- [Provided passage]
-.-.-
Article 40: Codes of conduct

Article 40: codes of conduct requirement means you should decide whether an approved GDPR code of conduct is relevant to your processing, then either adopt it with provable internal controls or document why you did not. Operationalize it by mapping the code’s commitments to your control set, assigning owners, and retaining evidence that you follow the code in day-to-day processing.

Key takeaways:

  • Treat codes of conduct as optional-but-auditable commitments: adopt and implement, or record a defensible non-adoption rationale.
  • Your fastest path is a role-and-scope decision, a mapped control matrix, and an evidence packet that proves operation.
  • Build the workflow so Procurement, Product, Security, and Privacy can consistently apply the same decision for each processing context.

For a CCO or GRC lead, Article 40 is easy to misunderstand because it reads like a “government encouragement” clause rather than an operational requirement. In practice, codes of conduct become real obligations the moment your organization claims alignment, contractually commits to one, or uses a code to satisfy customer diligence. Then you must be able to prove that your processing actually follows the code’s commitments, across teams and systems.

The operational goal is simple: create a repeatable decision and governance process around codes of conduct, and make it evidence-driven. That starts with scope. Your obligations vary depending on whether you act as a controller or processor, what data you process, and which products and systems are in play. If a relevant code exists, adopting it can reduce ambiguity by translating GDPR expectations into sector-specific rules. If no relevant code exists, or adoption is premature, your job is to document that decision and keep it current as your processing changes.

This page gives requirement-level implementation guidance you can assign to owners and audit quickly, anchored in the regulatory text. 1

Regulatory text

Excerpt (provided): “The Member States, the supervisory authorities, the Board and the Commission shall encourage the drawing up of codes of conduct intended to contribute to the proper application of this Regulation, taking account of the specific features of the various processing sectors and the specific needs of micro, small and medium-sized enterprises.” 1

What the operator must do with this text

Article 40 establishes that GDPR codes of conduct are meant to translate GDPR into practical, sector-specific rules and that regulators will encourage their creation. Your operational requirement is to manage codes of conduct as a compliance input:

  • Identify whether a relevant, approved code of conduct exists for your sector or processing context.
-.-.-
- [To-do list]
a) Copy the Article 40 guidance between "Article 40 establishes" and "or processing context.", inclusive, substituting "regulatory input" for "compliance input".
b) Extend the Article 40 guidance onward from its final line.
The items after the Article 40 guidance are not needed.
-.-.-
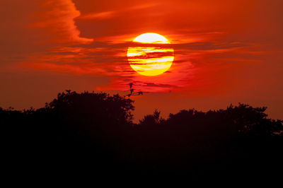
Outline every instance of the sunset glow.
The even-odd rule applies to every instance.
[[[166,37],[148,33],[137,37],[133,42],[137,46],[128,48],[127,57],[131,67],[137,73],[153,76],[170,69],[174,60],[174,50],[162,46],[163,44],[170,44]],[[156,46],[139,47],[139,43],[156,44]]]

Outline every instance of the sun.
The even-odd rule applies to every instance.
[[[137,36],[128,47],[131,67],[144,76],[157,76],[167,71],[174,60],[174,50],[163,36],[147,33]]]

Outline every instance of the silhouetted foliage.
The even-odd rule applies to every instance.
[[[283,122],[267,118],[266,107],[183,110],[167,119],[156,110],[134,124],[132,104],[119,95],[67,90],[40,109],[0,108],[6,153],[17,168],[87,167],[107,175],[277,175]]]

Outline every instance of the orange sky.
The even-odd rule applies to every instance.
[[[280,0],[10,0],[0,2],[0,106],[43,107],[65,89],[125,95],[136,119],[156,108],[267,106],[283,119]],[[138,74],[127,49],[144,33],[168,39],[171,68]]]

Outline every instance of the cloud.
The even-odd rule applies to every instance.
[[[31,25],[41,28],[57,43],[86,44],[93,39],[82,37],[74,19],[81,15],[71,0],[49,0],[40,4],[40,12],[37,13],[37,20]]]

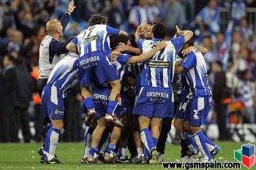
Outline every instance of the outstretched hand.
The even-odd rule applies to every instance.
[[[190,53],[192,50],[195,50],[196,48],[193,46],[190,46],[184,50],[183,50],[181,51],[181,54],[183,56],[185,56],[187,55],[188,55],[189,53]]]
[[[178,26],[176,26],[176,32],[177,32],[178,35],[181,35],[181,30],[178,28]]]
[[[73,12],[75,7],[76,7],[75,6],[74,1],[70,1],[69,4],[68,10],[72,13],[72,12]]]
[[[158,50],[164,49],[167,45],[166,41],[163,40],[162,42],[157,42],[156,48]]]

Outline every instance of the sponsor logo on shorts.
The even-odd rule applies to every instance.
[[[147,97],[169,98],[169,94],[162,92],[147,92]]]
[[[64,114],[64,112],[63,112],[63,111],[61,111],[61,110],[55,109],[54,113],[55,113],[56,115],[58,115],[58,114]]]

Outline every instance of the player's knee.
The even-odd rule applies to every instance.
[[[190,131],[192,134],[196,134],[199,131],[200,131],[200,126],[190,126]]]
[[[53,121],[52,121],[52,124],[53,124],[54,128],[58,128],[58,129],[62,130],[64,128],[63,120],[53,120]]]
[[[190,133],[190,123],[189,121],[184,121],[183,123],[183,131],[187,133]]]
[[[176,128],[178,133],[182,132],[182,121],[180,119],[175,119],[174,127]]]
[[[109,84],[110,85],[112,88],[120,89],[121,90],[121,82],[120,81],[109,82]]]

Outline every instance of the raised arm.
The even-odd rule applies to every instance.
[[[62,31],[64,31],[67,26],[67,23],[69,23],[70,15],[73,12],[74,9],[75,8],[74,1],[70,1],[69,4],[69,8],[67,10],[67,12],[64,13],[61,19],[59,20],[59,22],[61,22],[62,26]]]
[[[75,45],[75,44],[72,42],[70,42],[67,46],[66,48],[67,50],[72,52],[72,53],[78,53],[78,49],[77,47]]]
[[[181,31],[178,26],[176,26],[176,31],[178,35],[184,36],[184,43],[189,41],[194,35],[193,31],[189,30]]]
[[[190,46],[181,51],[181,54],[183,56],[185,56],[190,53],[192,50],[197,50],[200,51],[202,53],[205,54],[206,53],[208,50],[207,48],[203,47],[203,46]]]
[[[132,56],[130,57],[128,60],[128,63],[142,63],[146,61],[151,58],[159,50],[164,49],[166,46],[165,41],[162,41],[158,42],[156,47],[153,48],[150,51],[143,53],[139,56]]]
[[[121,53],[130,53],[135,55],[140,55],[142,53],[142,51],[140,48],[126,45],[124,43],[119,43],[116,47],[116,50],[120,51]]]
[[[143,20],[140,26],[137,27],[136,32],[135,32],[135,42],[137,42],[140,39],[141,39],[141,28],[142,26],[146,24],[146,22]]]

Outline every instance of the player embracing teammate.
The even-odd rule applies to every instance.
[[[146,25],[142,23],[138,27],[135,33],[138,47],[132,47],[126,32],[107,26],[105,17],[94,15],[89,20],[89,28],[67,45],[67,49],[77,55],[74,57],[69,54],[53,68],[43,90],[44,112],[53,124],[53,129],[47,135],[44,163],[61,163],[56,158],[55,150],[63,128],[64,108],[62,101],[68,89],[78,82],[81,85],[83,104],[87,110],[86,123],[90,126],[86,134],[82,163],[97,163],[100,152],[104,157],[102,161],[116,162],[116,148],[124,126],[125,102],[123,101],[127,100],[121,82],[125,75],[125,68],[136,63],[140,63],[140,80],[136,84],[140,88],[137,89],[139,93],[132,117],[138,118],[140,131],[138,136],[135,135],[135,141],[141,141],[144,146],[143,151],[140,149],[141,144],[136,144],[139,148],[138,155],[146,159],[138,158],[132,162],[156,164],[162,161],[163,157],[161,158],[157,152],[157,144],[163,120],[171,120],[175,116],[172,89],[175,72],[182,72],[187,84],[186,101],[181,100],[180,107],[185,108],[186,112],[177,113],[175,125],[189,150],[189,161],[200,157],[201,161],[211,161],[219,152],[219,147],[200,131],[200,125],[205,123],[211,107],[211,92],[207,82],[203,55],[192,47],[193,32],[181,31],[176,26],[176,37],[165,42],[164,24]],[[110,36],[117,38],[116,43],[123,45],[116,44],[111,49]],[[121,46],[127,49],[121,50]],[[176,55],[184,50],[188,54],[176,66]],[[186,104],[185,107],[184,104]],[[183,120],[186,120],[187,124]],[[134,125],[131,120],[127,121]],[[119,142],[121,144],[125,145]],[[125,150],[124,152],[121,150],[121,156],[125,157]]]

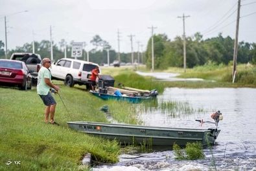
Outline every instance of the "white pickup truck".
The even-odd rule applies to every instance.
[[[36,85],[38,72],[41,67],[41,58],[40,54],[31,53],[17,52],[12,54],[10,59],[25,62],[28,67],[32,78],[32,84]]]
[[[97,63],[70,58],[62,58],[50,68],[52,78],[64,81],[71,87],[75,84],[85,85],[89,90],[91,85],[91,70],[99,66]]]

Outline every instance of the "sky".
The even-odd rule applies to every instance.
[[[6,17],[9,50],[33,40],[50,40],[50,26],[54,43],[64,39],[67,43],[86,42],[86,50],[93,47],[93,37],[99,35],[118,51],[145,50],[154,34],[165,34],[173,40],[196,32],[203,39],[235,37],[238,1],[235,0],[0,0],[0,40],[5,44],[5,15]],[[239,41],[256,42],[256,1],[241,0]],[[27,12],[24,12],[27,10]],[[138,42],[139,42],[138,43]],[[139,46],[138,46],[139,45]],[[141,46],[142,45],[142,46]]]

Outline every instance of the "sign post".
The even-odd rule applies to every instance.
[[[82,42],[74,42],[72,44],[72,55],[71,57],[77,59],[82,56],[83,52],[83,43]]]

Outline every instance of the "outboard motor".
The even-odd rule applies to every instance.
[[[222,114],[220,113],[220,110],[218,110],[215,113],[211,115],[211,117],[213,118],[215,121],[216,126],[218,125],[218,121],[223,119]]]
[[[158,92],[157,90],[156,90],[156,89],[150,91],[150,96],[156,97],[157,95]]]

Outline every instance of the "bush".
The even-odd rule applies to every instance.
[[[203,146],[200,143],[187,143],[184,149],[181,149],[177,144],[174,144],[173,150],[176,159],[179,160],[196,160],[204,158]]]
[[[200,143],[187,143],[185,150],[187,156],[187,159],[189,160],[204,158],[203,146]]]

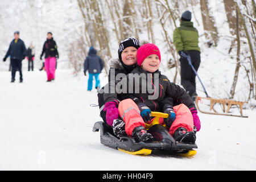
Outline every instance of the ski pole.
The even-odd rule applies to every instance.
[[[204,93],[205,93],[205,94],[207,95],[207,97],[210,97],[208,96],[208,94],[207,93],[207,92],[206,91],[205,88],[204,88],[204,84],[203,84],[202,81],[201,81],[200,78],[199,77],[199,76],[198,76],[197,73],[196,72],[196,69],[195,69],[194,67],[192,65],[192,63],[191,63],[191,58],[190,57],[190,56],[189,55],[186,55],[185,53],[184,53],[183,52],[181,51],[181,52],[180,53],[180,56],[181,56],[182,57],[185,57],[187,58],[187,60],[188,61],[188,64],[190,65],[190,66],[191,67],[192,69],[193,69],[195,74],[196,74],[196,76],[197,77],[197,78],[199,79],[199,81],[201,82],[201,84],[202,85],[203,88],[204,89]]]

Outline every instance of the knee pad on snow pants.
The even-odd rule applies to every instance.
[[[101,89],[104,89],[104,87],[102,87],[101,88]],[[104,105],[105,105],[104,93],[103,92],[100,92],[98,93],[98,106],[99,106],[100,111],[100,115],[102,118],[103,121],[105,123],[107,123],[106,120],[106,111],[104,111],[103,110],[103,109],[104,108]]]
[[[137,105],[130,98],[122,100],[118,105],[119,115],[125,122],[125,131],[132,135],[133,130],[138,126],[145,127],[145,123],[141,116]]]
[[[171,135],[173,135],[175,130],[180,127],[184,127],[188,131],[193,131],[193,119],[189,109],[181,104],[174,106],[174,110],[176,113],[176,119],[169,129]]]

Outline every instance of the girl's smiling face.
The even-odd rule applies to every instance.
[[[121,53],[122,61],[127,65],[137,63],[137,49],[133,46],[126,47]]]
[[[144,71],[154,73],[159,68],[160,60],[156,55],[151,55],[146,57],[141,64],[141,67]]]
-.-.-
- [Answers for this exercise]
a)
Article 40 establishes that GDPR codes of conduct are meant to translate GDPR into practical, sector-specific rules and that regulators will encourage their creation. Your operational requirement is to manage codes of conduct as a regulatory input:

  • Identify whether a relevant, approved code of conduct exists for your sector or processing context.

b)
  • Decide whether to adopt it (or not) with clear rationale.
  • If adopted, implement the code’s commitments as controls, not as marketing language.
  • Maintain evidence that your day-to-day processing aligns with what you committed to.

This is a “governance and defensibility” requirement more than a single control. The risk is not that you failed to invent a code, but that you made implicit promises you cannot prove, or you ignored an applicable code that would materially change how you operationalize GDPR duties. 1

Plain-English interpretation

A code of conduct is a standardized set of GDPR operational expectations for a sector or processing type. Article 40’s practical implication for a compliance program: treat codes of conduct as a structured way to (a) operationalize GDPR consistently, and (b) demonstrate accountability with shared, recognized practices. 1

If you claim “we follow X code,” regulators, customers, and auditors will expect:

  • scoped applicability (which business lines and systems it covers),
  • defined owners and procedures,
  • control operation evidence,
  • exception handling.

Who it applies to

Entities: Any organization processing personal data subject to GDPR, whether acting as a controller or processor, can be in scope for adopting and applying codes of conduct. 1

Operational contexts where this becomes urgent:

  • Third-party due diligence and contracting: Customers and partners ask whether you adhere to recognized privacy codes.
  • Processor services: You may need a consistent “privacy posture” across multiple customers’ data.
  • Sector-specific processing: Health, adtech, fintech, HR platforms, edtech, and SaaS handling sensitive workflows often face repeatable GDPR interpretation questions.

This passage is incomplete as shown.